- Records supplied -
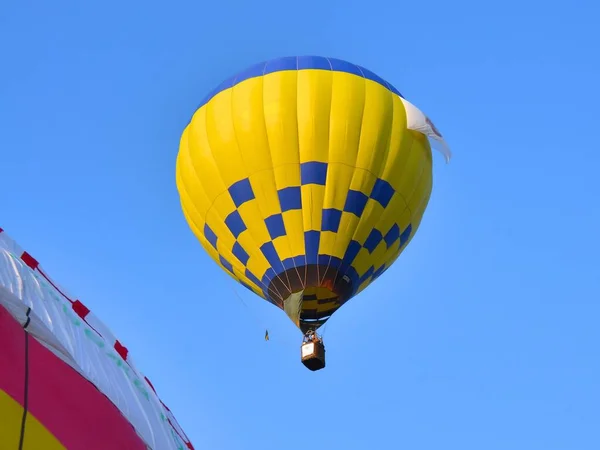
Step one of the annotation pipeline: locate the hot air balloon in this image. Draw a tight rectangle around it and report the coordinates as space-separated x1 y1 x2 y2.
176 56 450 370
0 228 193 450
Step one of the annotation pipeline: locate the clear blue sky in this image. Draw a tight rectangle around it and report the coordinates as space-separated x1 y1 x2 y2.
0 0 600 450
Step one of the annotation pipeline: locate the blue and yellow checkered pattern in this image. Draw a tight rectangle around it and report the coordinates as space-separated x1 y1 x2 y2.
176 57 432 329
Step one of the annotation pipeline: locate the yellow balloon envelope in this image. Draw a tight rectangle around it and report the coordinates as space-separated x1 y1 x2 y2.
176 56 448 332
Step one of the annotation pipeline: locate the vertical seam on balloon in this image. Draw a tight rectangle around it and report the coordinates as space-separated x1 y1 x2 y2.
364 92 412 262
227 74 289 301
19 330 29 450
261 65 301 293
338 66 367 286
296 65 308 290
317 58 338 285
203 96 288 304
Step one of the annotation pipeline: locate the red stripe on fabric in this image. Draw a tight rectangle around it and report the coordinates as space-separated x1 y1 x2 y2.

==

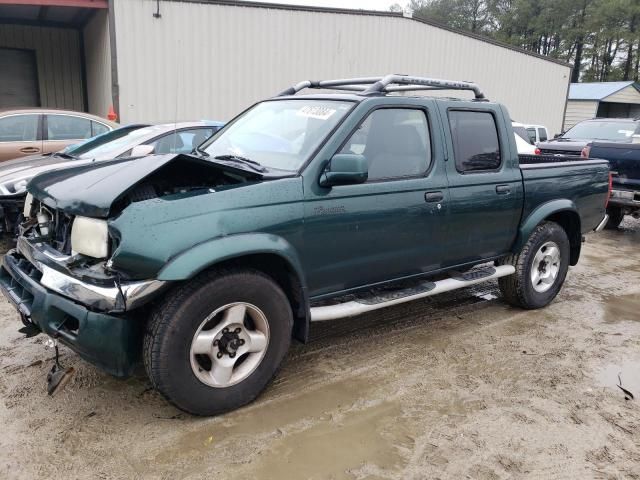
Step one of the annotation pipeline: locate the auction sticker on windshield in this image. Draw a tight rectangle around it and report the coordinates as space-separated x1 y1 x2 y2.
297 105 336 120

- Work to be completed -
Locate every line in the material above that contains the word "pipeline", and reproduce each such line in full.

- Written response -
Step one of the annotation pipeline: locate the hot air balloon in this image. Draw a tight rectangle around it and report the coordinates as space-separated x1 y1 x2 y2.
Step one of the annotation pipeline: locate the clear blue sky in this image. Draw a tight rectangle around it and report the coordinates as space-separated x1 y1 x2 y2.
Step one of the annotation pipeline: locate the blue and yellow checkered pattern in this image. Draw a tight rectangle around it and report the coordinates as space-separated x1 y1 x2 y2.
Step one of the annotation pipeline: locate the yellow balloon envelope in this image. Draw a tight rectangle around it and report the coordinates as space-separated x1 y1 x2 y2.
Step one of the annotation pipeline: locate the vertical seam on balloon in this image. Draw a tight rectangle around it and report the coordinates as space-separated x1 y1 x2 y2.
Step one of the annotation pipeline: locate the red stripe on fabric in this image. Draw a tight rectangle around it and report the coordinates as space-separated x1 y1 x2 y2.
Step one of the annotation pipeline: locate the auction sticker on windshield in this image. Draw a tight rectangle around it and report the coordinates as space-separated x1 y1 x2 y2.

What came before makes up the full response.